▸ **Text**:
Start

At the hill of l’Orange, again the dead…
It is an odor of death that has pursued me throughout the ruins.
The odor of forty thousand dead!
We have passed near the theater. Not without a certain emotion did I contemplate the incinerated ruins. Our friends of Saint-Pierre had proposed to make a great ceremony in honor of Schœlcher.
19
* This passage is a little cryptic. The reason for “something”, I interpret, is that the name they gave the white flower is a play on perce-neige, the French name for the snowdrop (galanthus). Their feeling may have been a sort of wistful humor, but Hess was reluctant to report that they laughed at this moment. Further significances could have come to their minds: the snowdrop is a traditional Candlemas offering, and generally associated with the Virgin. The Républic française called its fifth month, a period in January, Pluviôse, and a day of this month was called “perce-neige“.
In honor of which, a bonus:
Spleen I.
Charles Baudelaire
Pluviôse, irrité contre la ville entière,
De son urne à grands flots verse un froid ténébreux
Aux pâles habitants du voisin cimetière
Et la mortalité sur les faubourgs brumeux.

End

▸ **Given information**:
Start

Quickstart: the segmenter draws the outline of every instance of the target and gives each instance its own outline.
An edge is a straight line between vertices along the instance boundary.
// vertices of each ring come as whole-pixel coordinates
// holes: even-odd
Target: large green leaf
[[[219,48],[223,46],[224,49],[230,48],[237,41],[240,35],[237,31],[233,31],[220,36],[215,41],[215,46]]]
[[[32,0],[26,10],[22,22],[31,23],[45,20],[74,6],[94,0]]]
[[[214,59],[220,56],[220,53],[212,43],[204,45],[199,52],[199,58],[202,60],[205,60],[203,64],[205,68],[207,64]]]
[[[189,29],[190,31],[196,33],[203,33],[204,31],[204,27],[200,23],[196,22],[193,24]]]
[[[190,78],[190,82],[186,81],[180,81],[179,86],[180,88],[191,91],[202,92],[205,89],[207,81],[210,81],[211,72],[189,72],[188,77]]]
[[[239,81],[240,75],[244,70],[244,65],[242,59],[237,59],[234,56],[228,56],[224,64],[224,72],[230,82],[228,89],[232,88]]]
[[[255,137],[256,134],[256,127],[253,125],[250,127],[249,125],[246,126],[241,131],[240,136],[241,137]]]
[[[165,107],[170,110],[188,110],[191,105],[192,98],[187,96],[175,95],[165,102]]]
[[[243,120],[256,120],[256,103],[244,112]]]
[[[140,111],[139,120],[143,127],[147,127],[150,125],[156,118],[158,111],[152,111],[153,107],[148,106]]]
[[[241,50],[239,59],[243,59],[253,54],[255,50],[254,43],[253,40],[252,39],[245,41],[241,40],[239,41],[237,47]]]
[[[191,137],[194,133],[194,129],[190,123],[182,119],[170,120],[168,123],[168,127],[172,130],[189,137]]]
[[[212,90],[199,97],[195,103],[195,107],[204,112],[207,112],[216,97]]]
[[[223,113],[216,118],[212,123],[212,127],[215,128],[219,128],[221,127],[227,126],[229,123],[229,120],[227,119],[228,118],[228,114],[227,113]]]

End

▸ **Your task**:
Which lines of French verse does the text quote? List each one.

▸ **Reply**:
- Pluviôse, irrité contre la ville entière,
- De son urne à grands flots verse un froid ténébreux
- Aux pâles habitants du voisin cimetière
- Et la mortalité sur les faubourgs brumeux.